Coordinate labeling data
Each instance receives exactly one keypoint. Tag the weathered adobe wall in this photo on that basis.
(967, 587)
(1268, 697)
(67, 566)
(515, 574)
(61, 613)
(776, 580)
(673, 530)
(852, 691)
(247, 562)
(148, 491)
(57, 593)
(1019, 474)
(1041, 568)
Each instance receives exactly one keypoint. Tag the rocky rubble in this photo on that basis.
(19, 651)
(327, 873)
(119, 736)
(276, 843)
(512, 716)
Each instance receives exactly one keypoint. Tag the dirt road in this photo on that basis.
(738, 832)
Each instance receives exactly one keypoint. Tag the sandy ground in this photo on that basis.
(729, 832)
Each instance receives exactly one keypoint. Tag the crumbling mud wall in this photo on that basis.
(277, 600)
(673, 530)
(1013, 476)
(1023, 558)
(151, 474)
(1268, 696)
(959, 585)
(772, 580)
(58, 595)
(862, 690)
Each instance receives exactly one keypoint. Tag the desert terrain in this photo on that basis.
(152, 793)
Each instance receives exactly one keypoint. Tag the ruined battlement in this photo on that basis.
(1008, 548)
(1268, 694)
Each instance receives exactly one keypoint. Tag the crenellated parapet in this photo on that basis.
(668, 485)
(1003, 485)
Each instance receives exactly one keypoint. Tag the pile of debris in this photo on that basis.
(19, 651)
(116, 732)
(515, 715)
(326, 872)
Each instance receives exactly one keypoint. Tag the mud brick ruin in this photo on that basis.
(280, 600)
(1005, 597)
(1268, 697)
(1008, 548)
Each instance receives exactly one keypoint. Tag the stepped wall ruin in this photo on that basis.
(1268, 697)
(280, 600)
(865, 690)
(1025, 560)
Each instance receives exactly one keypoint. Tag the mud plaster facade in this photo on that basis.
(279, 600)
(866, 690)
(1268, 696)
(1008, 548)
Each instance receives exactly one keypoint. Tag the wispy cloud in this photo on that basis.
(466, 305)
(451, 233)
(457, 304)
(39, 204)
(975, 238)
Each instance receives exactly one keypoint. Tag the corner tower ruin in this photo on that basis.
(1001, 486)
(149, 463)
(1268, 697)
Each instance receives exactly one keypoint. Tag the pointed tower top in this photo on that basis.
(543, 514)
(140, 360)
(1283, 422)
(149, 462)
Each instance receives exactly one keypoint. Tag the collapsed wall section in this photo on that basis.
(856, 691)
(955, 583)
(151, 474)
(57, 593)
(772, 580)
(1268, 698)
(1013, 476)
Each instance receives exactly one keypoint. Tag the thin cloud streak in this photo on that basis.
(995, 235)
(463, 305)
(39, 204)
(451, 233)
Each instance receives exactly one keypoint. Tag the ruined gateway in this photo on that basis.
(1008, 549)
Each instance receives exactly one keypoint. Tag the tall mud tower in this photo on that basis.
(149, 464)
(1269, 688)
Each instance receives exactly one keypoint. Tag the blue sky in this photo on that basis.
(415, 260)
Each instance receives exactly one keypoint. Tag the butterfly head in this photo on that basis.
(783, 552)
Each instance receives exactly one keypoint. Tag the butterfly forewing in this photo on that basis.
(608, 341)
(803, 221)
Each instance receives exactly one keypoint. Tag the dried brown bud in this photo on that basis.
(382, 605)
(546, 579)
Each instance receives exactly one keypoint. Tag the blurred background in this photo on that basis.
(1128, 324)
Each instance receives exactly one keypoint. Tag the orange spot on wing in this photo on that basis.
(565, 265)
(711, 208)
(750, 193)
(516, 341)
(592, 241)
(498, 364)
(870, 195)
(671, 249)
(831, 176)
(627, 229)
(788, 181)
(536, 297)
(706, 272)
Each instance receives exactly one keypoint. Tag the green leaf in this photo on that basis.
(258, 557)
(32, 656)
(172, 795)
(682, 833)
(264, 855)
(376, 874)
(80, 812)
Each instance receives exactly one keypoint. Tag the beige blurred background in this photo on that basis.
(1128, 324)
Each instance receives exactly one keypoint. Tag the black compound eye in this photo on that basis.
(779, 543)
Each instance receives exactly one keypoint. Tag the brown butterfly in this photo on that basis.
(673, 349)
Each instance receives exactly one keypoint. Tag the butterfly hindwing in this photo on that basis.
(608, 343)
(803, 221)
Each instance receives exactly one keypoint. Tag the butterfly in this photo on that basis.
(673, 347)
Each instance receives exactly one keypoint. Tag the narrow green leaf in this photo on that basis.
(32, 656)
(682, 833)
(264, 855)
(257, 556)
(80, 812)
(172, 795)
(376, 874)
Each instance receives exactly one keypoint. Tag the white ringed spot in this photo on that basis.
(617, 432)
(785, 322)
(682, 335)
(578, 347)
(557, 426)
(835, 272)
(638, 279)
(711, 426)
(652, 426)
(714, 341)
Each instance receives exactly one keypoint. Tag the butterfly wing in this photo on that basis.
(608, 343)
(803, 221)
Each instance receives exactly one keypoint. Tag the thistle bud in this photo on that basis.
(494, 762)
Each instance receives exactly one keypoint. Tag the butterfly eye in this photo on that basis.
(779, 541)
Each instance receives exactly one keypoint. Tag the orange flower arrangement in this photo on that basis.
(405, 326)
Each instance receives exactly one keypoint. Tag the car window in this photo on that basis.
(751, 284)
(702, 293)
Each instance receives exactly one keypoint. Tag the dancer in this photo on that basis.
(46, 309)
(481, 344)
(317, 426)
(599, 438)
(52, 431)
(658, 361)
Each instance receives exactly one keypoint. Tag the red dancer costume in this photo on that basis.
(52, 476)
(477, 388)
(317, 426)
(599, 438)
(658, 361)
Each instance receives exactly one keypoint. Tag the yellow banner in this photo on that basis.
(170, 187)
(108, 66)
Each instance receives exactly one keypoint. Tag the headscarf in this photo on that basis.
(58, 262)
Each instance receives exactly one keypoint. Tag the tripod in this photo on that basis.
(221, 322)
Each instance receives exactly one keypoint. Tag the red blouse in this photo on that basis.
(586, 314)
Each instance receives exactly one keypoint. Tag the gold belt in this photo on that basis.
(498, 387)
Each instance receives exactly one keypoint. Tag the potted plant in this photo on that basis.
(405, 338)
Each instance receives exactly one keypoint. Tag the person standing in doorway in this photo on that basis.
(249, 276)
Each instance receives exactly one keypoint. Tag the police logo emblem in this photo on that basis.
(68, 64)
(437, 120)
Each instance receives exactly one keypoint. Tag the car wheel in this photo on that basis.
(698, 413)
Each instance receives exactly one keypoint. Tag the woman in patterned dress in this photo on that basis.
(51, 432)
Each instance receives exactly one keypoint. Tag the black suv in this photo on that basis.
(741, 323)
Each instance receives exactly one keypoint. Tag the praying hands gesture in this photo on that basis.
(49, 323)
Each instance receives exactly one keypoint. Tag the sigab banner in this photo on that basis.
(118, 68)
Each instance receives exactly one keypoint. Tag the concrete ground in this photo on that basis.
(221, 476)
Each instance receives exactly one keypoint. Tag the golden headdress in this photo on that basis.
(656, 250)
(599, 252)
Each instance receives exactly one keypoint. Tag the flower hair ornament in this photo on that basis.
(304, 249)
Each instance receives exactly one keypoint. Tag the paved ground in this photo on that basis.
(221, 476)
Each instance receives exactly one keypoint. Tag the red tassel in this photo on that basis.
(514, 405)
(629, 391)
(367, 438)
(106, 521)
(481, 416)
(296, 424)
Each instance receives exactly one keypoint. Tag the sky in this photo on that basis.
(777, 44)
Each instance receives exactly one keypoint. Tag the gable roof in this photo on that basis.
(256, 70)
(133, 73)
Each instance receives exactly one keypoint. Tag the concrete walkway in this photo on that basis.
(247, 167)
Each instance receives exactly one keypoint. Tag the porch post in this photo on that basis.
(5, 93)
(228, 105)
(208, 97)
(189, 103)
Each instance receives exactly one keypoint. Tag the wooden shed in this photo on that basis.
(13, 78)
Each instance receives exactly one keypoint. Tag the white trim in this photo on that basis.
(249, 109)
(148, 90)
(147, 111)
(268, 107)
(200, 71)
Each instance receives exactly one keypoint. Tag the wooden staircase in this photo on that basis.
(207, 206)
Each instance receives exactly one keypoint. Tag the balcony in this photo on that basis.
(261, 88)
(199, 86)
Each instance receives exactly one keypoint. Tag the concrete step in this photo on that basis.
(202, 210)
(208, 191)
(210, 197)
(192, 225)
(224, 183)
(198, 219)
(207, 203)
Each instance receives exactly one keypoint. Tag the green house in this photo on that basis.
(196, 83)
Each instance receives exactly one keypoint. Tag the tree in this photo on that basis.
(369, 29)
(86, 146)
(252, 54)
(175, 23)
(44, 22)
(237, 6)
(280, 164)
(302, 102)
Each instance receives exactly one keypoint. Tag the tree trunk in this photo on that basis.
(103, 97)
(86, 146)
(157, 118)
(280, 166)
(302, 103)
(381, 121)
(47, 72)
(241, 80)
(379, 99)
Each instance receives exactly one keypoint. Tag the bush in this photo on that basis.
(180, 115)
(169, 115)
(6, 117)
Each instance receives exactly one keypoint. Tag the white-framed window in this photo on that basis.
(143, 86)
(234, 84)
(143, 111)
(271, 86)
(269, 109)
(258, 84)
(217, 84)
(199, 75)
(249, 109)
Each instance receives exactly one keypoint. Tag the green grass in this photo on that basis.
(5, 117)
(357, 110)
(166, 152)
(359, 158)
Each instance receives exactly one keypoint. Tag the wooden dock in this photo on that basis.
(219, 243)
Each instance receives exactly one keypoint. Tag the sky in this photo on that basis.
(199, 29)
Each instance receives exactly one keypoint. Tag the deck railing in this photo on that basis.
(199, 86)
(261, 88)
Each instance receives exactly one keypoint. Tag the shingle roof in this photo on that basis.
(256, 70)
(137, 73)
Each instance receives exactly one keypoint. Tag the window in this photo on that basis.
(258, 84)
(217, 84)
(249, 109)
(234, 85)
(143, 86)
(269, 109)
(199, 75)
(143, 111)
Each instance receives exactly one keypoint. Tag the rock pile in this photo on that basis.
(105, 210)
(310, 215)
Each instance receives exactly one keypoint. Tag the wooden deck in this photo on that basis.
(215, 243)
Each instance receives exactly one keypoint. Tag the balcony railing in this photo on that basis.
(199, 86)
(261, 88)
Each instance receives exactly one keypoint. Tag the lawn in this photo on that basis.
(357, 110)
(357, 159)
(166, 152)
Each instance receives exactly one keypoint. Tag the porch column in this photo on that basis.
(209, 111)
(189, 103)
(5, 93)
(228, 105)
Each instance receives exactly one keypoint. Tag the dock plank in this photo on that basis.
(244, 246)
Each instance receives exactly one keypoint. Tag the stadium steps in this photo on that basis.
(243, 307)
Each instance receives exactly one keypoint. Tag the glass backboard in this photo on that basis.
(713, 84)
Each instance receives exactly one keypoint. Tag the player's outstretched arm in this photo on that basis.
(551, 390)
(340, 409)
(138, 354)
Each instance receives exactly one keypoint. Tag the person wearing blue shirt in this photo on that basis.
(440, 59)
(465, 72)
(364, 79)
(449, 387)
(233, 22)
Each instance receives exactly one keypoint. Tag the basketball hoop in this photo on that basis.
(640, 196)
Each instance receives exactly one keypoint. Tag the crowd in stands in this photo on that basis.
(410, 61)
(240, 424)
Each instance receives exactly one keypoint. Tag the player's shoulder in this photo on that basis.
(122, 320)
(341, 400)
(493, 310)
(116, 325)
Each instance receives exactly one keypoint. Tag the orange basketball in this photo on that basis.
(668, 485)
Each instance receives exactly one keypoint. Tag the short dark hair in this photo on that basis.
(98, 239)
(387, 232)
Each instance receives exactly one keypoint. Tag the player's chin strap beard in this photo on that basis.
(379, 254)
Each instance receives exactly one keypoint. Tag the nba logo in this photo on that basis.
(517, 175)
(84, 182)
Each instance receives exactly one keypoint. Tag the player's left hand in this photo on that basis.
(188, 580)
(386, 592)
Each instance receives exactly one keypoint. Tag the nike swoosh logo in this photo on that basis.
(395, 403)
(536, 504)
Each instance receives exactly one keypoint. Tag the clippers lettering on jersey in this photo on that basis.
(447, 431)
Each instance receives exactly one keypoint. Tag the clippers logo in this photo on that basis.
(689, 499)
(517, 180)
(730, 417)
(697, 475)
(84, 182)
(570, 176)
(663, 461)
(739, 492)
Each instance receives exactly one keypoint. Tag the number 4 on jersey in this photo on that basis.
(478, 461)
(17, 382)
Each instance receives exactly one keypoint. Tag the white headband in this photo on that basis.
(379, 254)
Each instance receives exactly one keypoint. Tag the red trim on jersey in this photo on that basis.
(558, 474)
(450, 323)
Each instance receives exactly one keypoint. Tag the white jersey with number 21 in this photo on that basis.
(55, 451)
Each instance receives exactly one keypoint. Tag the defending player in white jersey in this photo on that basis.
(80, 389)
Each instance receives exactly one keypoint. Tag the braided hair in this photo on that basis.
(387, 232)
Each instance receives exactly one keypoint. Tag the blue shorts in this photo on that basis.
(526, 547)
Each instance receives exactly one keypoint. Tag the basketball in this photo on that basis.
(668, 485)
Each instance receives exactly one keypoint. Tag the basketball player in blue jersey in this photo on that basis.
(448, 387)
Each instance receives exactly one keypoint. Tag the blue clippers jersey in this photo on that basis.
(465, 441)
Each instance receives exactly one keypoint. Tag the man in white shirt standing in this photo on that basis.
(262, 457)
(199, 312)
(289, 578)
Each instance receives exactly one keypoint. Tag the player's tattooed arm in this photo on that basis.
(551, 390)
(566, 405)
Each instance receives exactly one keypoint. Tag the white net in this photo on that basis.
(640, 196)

*WHAT YOU SHOULD DO*: Reproduce the lines word for word, starting at the one holding "Each instance receives exactly one keypoint. Tag the braided" and ending at the final line of the material above.

*EXPECTED ANSWER*:
Each instance receives exactly one keypoint. Tag the braided hair in this photo on that basis.
(387, 232)
Each instance receives exactly one keypoint. Tag the blue shorts in this photo on that basis.
(526, 547)
Each instance receives exactly one keypoint. Tag the basketball in this photo on that basis.
(668, 485)
Each instance receives exactly one keypoint. Tag the basketball player in blue jersey in this photo on that basis.
(448, 387)
Each instance receives exactly one keypoint. Tag the blue clippers jersey in this photo on that basis.
(465, 441)
Each instance receives exactly one keypoint. Tag the man in white shirt standing in this photo on that basis.
(262, 457)
(199, 312)
(289, 578)
Each instance receives exactly one keypoint. Tag the player's tattooed arm in this photo on that basis.
(551, 390)
(566, 405)
Each instance receives exactly one keypoint. Tag the white net in this photo on that basis.
(640, 196)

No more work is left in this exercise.